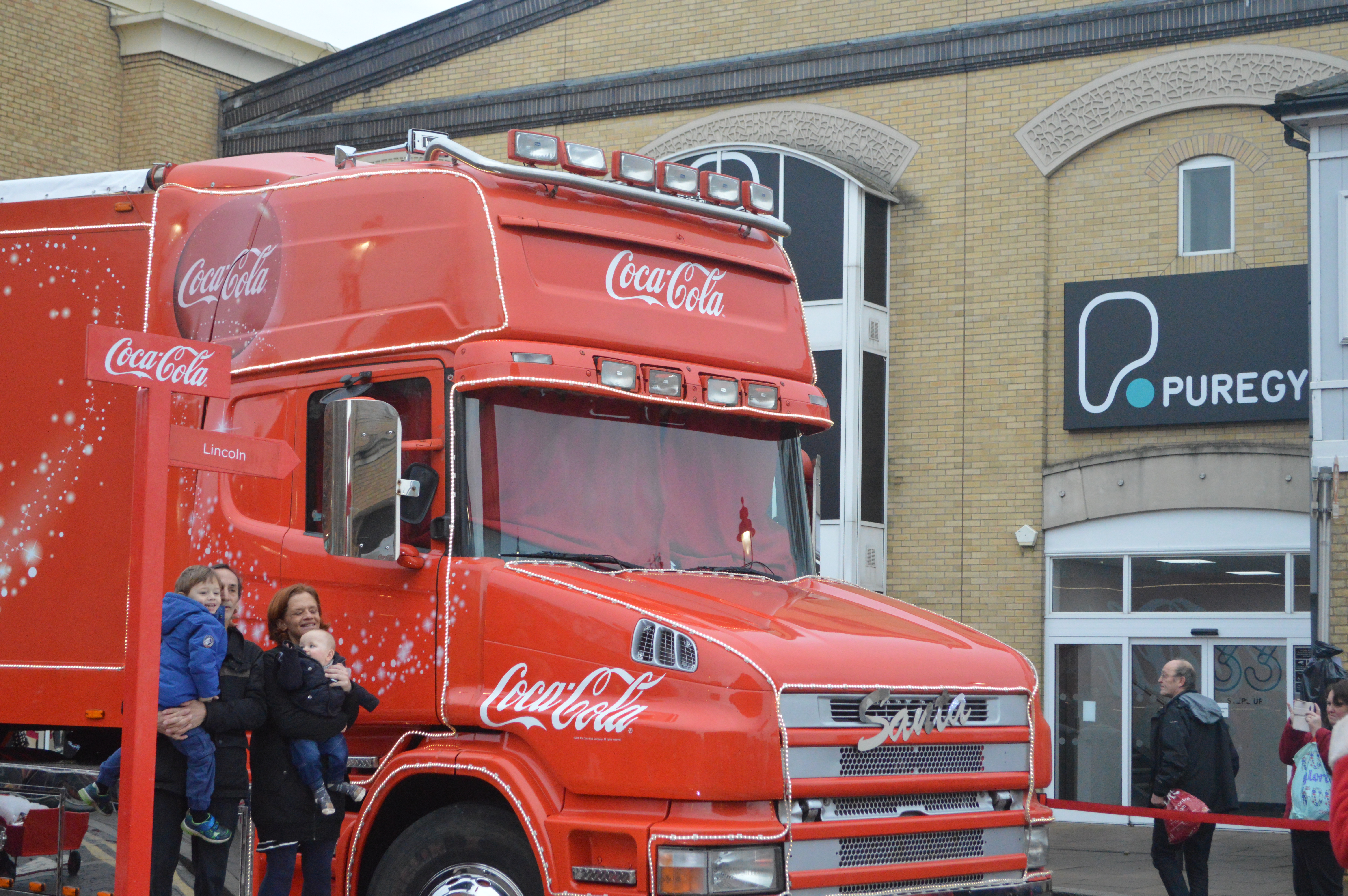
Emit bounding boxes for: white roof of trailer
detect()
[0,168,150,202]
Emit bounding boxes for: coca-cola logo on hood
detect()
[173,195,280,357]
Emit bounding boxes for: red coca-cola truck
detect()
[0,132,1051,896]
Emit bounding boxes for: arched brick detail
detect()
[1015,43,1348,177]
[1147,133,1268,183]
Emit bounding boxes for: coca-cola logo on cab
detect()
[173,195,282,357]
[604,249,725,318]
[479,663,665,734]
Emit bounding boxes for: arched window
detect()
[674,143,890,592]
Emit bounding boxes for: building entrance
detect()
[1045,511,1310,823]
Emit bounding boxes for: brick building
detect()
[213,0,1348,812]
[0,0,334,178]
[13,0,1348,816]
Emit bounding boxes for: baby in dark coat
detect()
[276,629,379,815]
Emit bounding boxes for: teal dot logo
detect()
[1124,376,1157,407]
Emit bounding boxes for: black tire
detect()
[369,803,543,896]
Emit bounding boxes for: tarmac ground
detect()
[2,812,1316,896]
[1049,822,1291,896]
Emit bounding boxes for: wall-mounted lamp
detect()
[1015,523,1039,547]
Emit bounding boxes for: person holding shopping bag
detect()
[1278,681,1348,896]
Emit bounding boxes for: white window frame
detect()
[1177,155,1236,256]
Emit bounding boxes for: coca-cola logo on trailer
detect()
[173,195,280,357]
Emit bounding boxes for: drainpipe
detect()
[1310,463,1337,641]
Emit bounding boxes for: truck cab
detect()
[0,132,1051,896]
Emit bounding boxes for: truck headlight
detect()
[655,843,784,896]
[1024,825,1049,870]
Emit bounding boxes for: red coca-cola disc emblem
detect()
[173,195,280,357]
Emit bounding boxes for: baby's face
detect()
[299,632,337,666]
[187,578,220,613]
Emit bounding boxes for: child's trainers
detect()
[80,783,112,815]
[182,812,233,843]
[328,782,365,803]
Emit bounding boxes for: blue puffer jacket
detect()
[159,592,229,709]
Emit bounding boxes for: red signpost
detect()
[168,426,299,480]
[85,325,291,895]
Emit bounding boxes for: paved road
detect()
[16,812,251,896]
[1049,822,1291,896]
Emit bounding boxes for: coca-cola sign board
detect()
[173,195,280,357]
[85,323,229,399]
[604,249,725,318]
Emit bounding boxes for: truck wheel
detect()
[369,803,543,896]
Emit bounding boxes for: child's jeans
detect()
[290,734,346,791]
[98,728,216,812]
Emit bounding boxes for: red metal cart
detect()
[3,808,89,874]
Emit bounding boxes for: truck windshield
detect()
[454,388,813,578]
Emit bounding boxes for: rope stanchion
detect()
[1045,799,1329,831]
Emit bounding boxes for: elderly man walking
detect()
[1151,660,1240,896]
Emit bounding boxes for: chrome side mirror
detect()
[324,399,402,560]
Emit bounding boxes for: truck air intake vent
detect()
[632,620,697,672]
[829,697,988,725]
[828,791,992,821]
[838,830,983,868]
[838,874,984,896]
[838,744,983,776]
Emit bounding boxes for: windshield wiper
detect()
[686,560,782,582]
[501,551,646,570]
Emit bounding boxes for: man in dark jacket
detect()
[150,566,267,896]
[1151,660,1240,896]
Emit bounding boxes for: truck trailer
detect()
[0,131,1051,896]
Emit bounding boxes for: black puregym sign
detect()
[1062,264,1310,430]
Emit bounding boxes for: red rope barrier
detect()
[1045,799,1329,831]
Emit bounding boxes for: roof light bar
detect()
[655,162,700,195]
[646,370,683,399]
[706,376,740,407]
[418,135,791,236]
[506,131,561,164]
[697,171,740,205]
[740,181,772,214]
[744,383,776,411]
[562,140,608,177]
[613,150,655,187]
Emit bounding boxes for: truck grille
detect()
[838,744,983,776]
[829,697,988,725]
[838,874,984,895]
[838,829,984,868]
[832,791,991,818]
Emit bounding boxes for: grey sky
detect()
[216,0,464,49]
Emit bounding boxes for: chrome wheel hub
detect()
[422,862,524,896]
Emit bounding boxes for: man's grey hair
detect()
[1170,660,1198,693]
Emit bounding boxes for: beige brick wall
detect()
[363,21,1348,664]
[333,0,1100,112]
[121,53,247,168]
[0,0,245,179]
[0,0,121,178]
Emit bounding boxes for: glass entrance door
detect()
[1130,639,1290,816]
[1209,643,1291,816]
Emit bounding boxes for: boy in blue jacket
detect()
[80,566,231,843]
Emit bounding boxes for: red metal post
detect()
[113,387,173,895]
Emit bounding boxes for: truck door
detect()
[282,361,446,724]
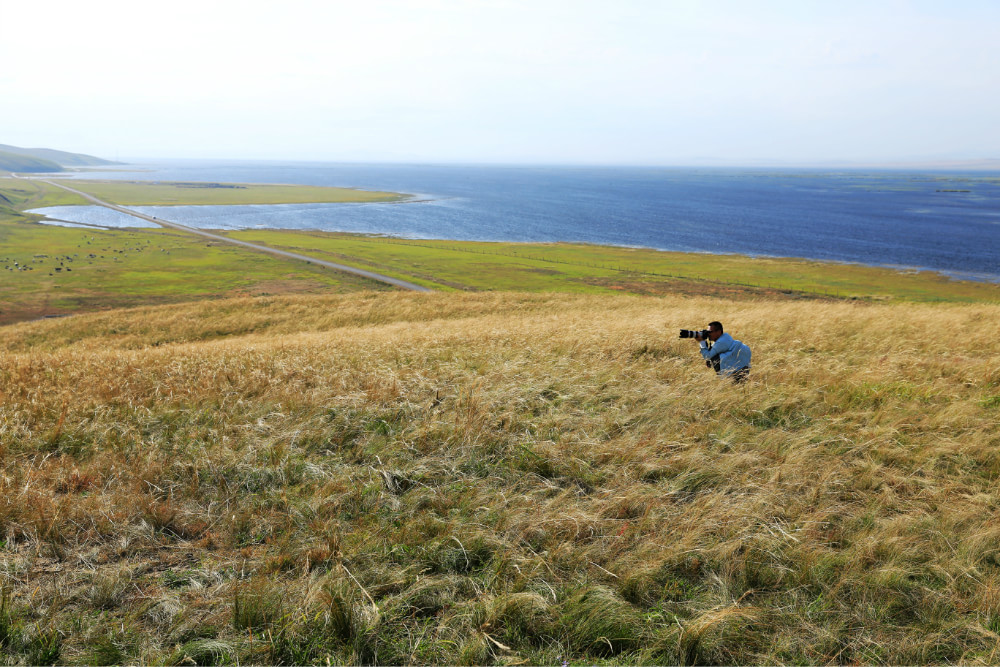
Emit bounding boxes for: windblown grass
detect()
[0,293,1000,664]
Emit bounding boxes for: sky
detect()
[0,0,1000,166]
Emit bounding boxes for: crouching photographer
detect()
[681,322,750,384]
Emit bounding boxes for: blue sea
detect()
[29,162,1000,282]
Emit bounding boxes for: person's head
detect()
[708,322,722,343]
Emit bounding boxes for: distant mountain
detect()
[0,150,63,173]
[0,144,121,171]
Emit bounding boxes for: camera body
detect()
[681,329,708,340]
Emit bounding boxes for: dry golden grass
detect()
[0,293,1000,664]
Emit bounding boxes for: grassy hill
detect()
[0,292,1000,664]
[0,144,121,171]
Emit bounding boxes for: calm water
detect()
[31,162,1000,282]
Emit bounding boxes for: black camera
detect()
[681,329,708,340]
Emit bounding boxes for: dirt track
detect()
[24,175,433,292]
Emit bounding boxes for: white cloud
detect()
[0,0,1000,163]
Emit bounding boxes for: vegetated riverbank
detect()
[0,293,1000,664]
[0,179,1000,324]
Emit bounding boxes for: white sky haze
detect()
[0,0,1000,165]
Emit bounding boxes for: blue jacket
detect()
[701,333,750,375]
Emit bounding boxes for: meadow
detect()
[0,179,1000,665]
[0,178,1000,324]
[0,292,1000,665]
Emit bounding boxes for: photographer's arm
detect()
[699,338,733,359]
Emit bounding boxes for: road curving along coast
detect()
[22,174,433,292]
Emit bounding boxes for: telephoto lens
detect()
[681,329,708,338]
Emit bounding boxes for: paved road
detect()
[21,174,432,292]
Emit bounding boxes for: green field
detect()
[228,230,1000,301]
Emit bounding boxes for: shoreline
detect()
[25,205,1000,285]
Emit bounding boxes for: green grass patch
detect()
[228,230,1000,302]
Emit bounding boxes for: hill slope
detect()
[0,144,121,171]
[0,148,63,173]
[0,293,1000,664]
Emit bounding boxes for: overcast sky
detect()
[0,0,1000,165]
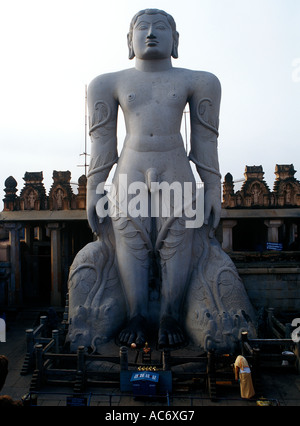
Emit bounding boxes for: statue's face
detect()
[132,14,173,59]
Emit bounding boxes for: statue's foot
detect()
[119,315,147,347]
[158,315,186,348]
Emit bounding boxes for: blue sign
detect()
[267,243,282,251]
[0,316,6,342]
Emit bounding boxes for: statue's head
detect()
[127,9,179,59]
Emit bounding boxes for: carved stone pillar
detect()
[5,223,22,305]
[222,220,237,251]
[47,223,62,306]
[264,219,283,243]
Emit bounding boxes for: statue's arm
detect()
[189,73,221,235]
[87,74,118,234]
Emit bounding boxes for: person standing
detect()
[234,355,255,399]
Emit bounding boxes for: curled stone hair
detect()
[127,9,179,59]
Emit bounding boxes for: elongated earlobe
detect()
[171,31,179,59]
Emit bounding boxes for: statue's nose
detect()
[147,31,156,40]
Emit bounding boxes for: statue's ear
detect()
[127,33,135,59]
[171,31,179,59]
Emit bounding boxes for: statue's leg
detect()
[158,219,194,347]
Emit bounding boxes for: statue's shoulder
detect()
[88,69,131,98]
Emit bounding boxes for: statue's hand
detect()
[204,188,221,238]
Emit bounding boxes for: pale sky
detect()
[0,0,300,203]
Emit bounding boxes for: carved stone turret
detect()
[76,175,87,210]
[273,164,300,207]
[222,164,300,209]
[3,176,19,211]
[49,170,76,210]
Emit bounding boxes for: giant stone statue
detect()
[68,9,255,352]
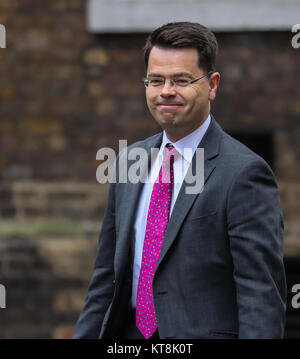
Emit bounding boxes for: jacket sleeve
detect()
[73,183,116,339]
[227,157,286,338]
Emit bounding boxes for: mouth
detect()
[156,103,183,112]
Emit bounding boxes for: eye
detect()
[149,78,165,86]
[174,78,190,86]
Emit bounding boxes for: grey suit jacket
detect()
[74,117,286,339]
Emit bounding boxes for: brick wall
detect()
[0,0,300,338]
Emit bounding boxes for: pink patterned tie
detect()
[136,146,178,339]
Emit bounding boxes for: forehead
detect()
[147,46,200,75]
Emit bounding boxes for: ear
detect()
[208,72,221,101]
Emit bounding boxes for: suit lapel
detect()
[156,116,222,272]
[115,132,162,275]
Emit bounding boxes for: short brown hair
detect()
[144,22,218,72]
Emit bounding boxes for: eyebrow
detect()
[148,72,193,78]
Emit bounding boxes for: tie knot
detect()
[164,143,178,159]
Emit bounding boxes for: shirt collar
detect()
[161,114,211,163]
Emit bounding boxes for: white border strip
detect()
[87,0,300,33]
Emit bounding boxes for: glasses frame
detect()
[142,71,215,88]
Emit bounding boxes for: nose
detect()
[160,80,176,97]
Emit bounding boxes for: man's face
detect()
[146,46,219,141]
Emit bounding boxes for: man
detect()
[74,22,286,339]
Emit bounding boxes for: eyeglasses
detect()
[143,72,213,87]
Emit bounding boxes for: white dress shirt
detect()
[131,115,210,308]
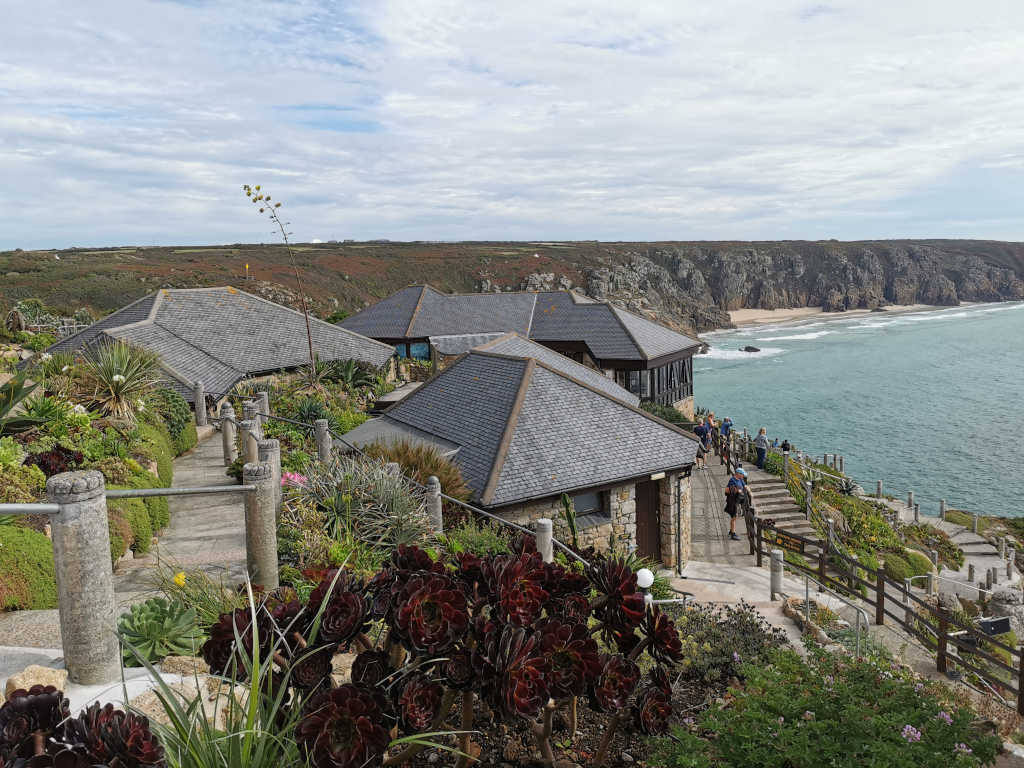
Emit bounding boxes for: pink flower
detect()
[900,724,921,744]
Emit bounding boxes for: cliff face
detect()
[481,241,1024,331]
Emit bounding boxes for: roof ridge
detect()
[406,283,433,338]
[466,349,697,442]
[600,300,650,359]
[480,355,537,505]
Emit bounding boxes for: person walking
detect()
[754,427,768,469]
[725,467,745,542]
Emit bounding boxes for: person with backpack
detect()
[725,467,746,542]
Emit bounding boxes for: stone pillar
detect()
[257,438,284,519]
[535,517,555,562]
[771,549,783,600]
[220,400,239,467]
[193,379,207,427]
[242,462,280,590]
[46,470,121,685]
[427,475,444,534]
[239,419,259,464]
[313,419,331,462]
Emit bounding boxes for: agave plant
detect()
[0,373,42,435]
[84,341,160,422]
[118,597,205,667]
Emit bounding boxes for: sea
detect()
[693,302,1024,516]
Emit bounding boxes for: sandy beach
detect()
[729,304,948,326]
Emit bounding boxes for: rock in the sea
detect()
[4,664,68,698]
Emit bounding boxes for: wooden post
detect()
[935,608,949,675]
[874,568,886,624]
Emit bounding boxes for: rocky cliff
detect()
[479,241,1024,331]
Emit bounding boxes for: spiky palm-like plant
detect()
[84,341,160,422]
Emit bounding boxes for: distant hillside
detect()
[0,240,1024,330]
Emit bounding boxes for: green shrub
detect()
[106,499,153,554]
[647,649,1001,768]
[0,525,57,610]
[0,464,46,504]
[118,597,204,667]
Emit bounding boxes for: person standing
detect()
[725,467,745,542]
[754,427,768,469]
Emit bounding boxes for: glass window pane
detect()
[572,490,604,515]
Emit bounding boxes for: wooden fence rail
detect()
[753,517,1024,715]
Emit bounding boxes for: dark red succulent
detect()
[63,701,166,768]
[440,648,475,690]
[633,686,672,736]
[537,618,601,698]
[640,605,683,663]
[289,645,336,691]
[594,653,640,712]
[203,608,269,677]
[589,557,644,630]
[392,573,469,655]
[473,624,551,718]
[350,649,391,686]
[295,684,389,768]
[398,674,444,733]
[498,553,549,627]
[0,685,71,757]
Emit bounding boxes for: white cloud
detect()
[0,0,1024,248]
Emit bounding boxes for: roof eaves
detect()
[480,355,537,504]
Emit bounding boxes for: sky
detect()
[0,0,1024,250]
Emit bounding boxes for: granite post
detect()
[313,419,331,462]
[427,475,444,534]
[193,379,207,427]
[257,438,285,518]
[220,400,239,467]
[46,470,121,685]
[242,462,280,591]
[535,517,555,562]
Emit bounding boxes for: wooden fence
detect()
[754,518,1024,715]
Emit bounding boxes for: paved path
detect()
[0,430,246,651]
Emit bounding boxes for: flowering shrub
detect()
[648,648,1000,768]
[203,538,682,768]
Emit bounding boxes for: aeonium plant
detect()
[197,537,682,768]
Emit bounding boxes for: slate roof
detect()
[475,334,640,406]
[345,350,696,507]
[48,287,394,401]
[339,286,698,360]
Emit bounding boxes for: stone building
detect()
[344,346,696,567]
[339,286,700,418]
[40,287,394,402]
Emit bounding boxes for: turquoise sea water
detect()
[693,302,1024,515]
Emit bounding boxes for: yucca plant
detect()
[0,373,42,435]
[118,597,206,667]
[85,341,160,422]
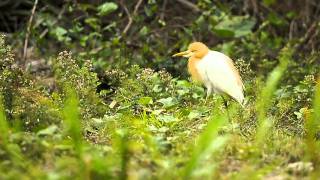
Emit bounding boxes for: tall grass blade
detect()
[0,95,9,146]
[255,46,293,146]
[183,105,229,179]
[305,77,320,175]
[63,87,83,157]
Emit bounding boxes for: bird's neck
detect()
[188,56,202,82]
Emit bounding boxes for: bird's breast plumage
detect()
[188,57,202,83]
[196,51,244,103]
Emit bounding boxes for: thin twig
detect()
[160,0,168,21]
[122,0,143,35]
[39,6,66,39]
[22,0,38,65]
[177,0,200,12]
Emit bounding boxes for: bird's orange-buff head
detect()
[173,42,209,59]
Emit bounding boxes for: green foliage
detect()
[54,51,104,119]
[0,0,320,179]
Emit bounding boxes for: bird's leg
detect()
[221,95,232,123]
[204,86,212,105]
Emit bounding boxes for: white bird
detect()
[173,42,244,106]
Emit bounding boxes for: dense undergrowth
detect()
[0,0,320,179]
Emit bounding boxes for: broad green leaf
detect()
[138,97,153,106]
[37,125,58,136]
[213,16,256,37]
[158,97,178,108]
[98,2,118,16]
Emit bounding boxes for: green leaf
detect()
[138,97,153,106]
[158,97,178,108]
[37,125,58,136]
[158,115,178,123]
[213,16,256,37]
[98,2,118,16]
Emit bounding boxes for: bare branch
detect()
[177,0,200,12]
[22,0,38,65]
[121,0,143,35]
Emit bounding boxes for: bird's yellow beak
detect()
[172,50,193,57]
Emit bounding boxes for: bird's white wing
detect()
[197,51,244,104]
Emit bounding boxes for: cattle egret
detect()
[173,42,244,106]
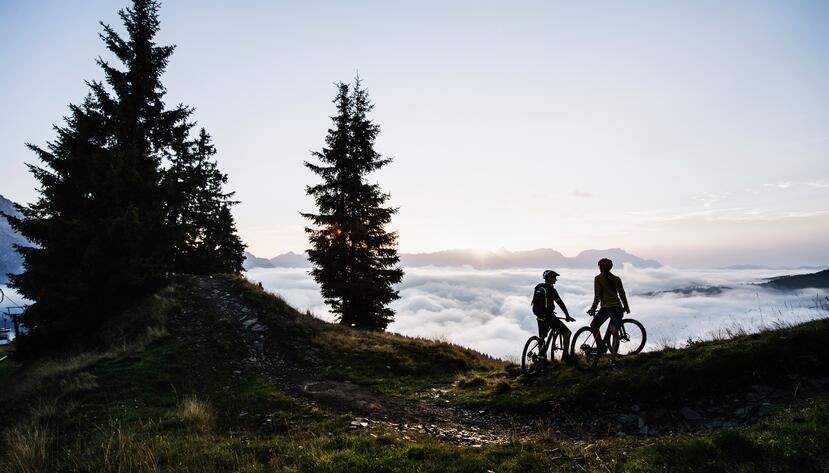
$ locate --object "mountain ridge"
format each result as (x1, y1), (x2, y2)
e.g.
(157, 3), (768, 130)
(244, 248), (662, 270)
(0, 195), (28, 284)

--------

Return the lines from the entries above, from the line with "Emit bounding boxes for: truck trailer" to the line with "[613,150,655,187]", both included, copied character for character.

**EXERCISE RESULT**
Emit bounding boxes for: truck trailer
detect()
[0,131,1051,896]
Emit bounding boxes for: black puregym sign
detect()
[1062,264,1310,430]
Emit bounding boxes for: red rope barrier
detect()
[1045,799,1329,831]
Emit bounding boxes for: roof light bar
detect()
[655,162,700,195]
[646,370,683,399]
[706,376,740,407]
[418,135,791,236]
[506,131,561,164]
[697,171,740,205]
[740,181,772,214]
[744,383,776,411]
[562,140,608,177]
[613,150,655,187]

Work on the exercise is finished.